*ACTIVITY:*
Each line that contains "heart" needs to be copied from the listing.

*GIVEN DATA:*
____________

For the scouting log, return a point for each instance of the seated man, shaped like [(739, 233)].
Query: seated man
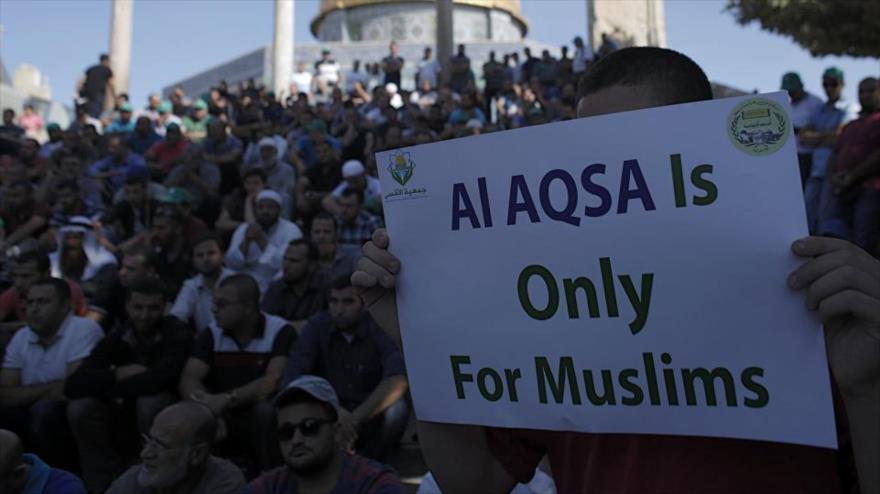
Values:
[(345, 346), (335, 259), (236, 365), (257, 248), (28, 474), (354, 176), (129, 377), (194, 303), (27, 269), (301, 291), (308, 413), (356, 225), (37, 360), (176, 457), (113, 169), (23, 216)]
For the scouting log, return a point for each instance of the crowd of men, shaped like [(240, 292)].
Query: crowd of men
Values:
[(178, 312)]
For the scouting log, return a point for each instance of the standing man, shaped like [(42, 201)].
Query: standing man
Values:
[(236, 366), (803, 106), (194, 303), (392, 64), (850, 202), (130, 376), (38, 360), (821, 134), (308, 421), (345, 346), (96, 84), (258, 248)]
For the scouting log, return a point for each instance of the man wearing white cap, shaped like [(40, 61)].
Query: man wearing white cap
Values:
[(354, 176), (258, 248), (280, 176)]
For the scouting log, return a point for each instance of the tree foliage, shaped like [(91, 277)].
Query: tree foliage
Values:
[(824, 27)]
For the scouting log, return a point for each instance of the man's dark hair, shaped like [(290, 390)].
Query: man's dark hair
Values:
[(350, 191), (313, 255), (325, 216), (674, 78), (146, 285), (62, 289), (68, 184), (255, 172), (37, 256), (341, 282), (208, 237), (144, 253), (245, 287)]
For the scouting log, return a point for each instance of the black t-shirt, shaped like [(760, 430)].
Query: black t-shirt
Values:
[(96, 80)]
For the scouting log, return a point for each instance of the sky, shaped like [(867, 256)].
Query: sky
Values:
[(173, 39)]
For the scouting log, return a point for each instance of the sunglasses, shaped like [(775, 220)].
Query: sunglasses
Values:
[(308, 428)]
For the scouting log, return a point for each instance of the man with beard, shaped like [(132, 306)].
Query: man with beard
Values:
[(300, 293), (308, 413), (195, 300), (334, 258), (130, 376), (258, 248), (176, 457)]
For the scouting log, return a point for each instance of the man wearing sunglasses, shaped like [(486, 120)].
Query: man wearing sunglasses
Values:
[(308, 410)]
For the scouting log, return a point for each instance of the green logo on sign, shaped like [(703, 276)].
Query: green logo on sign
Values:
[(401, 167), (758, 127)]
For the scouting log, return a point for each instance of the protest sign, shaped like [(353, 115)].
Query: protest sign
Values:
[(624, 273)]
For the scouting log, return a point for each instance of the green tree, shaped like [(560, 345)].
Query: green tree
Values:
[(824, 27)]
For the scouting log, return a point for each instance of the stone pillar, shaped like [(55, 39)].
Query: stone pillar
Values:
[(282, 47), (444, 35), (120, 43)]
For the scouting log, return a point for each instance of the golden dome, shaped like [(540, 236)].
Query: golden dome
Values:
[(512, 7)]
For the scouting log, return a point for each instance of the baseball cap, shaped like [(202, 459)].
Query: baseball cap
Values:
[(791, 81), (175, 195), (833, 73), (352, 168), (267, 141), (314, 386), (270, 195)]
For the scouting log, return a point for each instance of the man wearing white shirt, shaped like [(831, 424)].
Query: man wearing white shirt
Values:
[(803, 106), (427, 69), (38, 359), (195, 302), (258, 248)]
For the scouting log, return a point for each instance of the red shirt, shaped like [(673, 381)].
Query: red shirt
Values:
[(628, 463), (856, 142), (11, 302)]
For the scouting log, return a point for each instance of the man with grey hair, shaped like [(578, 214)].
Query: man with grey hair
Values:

____________

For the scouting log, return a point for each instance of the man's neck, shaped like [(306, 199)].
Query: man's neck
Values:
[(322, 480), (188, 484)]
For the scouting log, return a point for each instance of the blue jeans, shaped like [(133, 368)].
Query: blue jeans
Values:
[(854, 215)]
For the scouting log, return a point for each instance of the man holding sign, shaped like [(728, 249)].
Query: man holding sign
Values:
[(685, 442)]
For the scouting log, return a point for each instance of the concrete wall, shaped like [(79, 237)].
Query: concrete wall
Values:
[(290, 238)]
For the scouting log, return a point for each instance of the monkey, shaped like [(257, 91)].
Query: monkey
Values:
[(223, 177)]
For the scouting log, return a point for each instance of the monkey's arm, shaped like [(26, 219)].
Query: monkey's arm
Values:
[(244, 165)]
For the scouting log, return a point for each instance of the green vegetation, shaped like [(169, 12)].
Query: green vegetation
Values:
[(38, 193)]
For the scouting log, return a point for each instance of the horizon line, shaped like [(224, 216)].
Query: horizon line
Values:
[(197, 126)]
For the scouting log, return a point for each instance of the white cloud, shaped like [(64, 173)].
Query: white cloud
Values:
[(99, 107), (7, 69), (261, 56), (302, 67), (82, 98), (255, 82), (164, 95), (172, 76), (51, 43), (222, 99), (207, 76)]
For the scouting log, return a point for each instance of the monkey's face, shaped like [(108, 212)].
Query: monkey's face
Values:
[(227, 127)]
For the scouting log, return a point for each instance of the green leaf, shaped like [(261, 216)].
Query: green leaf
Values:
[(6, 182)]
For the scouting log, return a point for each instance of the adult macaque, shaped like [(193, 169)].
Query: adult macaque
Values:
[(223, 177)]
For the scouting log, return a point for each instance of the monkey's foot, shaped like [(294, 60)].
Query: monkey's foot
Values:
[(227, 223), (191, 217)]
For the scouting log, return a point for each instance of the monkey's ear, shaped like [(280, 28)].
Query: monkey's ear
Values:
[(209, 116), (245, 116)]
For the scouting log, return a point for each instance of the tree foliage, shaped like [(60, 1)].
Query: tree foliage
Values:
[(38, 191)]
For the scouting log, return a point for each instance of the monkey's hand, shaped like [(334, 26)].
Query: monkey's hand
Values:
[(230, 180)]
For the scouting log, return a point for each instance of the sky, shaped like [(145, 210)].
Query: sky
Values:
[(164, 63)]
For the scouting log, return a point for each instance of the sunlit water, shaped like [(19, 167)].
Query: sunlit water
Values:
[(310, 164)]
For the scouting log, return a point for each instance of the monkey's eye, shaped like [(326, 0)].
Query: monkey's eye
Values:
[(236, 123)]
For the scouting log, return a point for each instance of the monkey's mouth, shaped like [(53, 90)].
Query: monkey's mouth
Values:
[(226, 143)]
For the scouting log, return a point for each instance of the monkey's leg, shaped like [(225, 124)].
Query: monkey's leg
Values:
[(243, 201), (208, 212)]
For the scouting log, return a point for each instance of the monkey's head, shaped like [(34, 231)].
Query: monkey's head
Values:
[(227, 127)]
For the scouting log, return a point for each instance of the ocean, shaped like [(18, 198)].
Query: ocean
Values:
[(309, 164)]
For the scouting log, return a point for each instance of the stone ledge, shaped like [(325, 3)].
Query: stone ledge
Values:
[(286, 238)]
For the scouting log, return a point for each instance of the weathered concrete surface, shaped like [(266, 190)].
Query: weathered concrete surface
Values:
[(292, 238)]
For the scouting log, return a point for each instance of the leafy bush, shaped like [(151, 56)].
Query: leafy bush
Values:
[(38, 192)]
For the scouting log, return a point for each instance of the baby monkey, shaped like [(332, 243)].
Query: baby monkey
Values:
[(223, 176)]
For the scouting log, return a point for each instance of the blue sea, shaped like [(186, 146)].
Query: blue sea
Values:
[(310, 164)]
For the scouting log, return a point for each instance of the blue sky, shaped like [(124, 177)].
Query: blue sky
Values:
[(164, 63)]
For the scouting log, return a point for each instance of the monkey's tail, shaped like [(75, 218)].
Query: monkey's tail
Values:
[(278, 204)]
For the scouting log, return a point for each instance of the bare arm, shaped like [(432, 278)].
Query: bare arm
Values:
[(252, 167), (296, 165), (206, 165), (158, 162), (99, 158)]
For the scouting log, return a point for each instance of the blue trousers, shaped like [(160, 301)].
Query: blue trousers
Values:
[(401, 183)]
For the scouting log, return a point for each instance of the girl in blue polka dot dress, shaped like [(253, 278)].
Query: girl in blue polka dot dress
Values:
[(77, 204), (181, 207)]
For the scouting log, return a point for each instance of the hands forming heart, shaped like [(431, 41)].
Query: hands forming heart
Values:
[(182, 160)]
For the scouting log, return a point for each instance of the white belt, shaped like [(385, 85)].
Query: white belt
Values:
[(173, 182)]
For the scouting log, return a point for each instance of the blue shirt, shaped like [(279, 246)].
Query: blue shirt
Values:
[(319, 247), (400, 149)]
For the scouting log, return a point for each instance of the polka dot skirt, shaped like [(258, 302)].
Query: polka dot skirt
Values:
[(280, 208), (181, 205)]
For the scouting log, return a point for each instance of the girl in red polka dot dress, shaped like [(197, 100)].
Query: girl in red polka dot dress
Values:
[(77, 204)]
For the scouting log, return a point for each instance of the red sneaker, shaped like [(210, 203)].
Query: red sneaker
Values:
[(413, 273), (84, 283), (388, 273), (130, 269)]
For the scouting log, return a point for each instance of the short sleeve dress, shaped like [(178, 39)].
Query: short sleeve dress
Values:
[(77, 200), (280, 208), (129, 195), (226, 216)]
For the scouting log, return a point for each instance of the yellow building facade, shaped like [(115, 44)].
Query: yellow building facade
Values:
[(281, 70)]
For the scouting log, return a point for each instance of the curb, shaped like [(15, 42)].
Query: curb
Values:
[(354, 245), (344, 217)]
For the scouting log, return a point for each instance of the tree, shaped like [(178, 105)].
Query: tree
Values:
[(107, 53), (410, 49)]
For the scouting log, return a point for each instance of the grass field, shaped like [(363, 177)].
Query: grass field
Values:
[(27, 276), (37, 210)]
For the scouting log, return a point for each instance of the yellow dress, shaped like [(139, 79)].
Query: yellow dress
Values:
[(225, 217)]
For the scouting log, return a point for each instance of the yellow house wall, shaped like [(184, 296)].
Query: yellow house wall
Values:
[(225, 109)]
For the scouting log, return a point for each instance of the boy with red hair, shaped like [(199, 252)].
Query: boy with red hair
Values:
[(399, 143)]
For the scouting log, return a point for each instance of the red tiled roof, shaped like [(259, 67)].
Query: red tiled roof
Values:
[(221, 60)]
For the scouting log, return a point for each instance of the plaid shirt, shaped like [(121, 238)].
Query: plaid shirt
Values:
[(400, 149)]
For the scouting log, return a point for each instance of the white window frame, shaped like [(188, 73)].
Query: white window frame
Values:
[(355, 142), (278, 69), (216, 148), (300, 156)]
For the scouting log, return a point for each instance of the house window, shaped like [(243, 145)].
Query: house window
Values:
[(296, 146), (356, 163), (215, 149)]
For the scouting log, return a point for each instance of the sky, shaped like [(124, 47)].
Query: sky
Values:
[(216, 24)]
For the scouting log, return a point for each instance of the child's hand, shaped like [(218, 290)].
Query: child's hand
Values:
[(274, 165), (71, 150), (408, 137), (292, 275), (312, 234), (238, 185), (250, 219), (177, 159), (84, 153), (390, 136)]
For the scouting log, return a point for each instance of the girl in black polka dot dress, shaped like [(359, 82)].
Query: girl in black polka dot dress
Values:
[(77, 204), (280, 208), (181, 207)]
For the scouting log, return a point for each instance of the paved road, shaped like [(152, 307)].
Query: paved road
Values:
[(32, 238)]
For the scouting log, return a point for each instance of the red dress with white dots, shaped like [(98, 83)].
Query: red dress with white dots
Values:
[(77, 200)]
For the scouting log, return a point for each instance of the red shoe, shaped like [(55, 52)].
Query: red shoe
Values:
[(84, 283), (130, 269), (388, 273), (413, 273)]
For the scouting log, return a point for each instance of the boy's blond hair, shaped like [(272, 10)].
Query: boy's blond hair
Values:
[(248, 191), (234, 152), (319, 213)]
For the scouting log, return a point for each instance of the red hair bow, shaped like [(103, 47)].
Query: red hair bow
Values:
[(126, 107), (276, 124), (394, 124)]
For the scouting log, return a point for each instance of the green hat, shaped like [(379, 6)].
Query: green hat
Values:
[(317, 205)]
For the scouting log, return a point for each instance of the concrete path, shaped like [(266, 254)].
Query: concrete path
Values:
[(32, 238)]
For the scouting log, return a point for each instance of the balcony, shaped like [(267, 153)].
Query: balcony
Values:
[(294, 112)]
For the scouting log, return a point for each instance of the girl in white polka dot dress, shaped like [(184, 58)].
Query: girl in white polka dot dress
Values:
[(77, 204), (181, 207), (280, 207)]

____________

*TASK RESPONSE:*
For the scouting log, return a point for each instance of the hands forming heart, shaped like [(431, 41)].
Query: hands forming heart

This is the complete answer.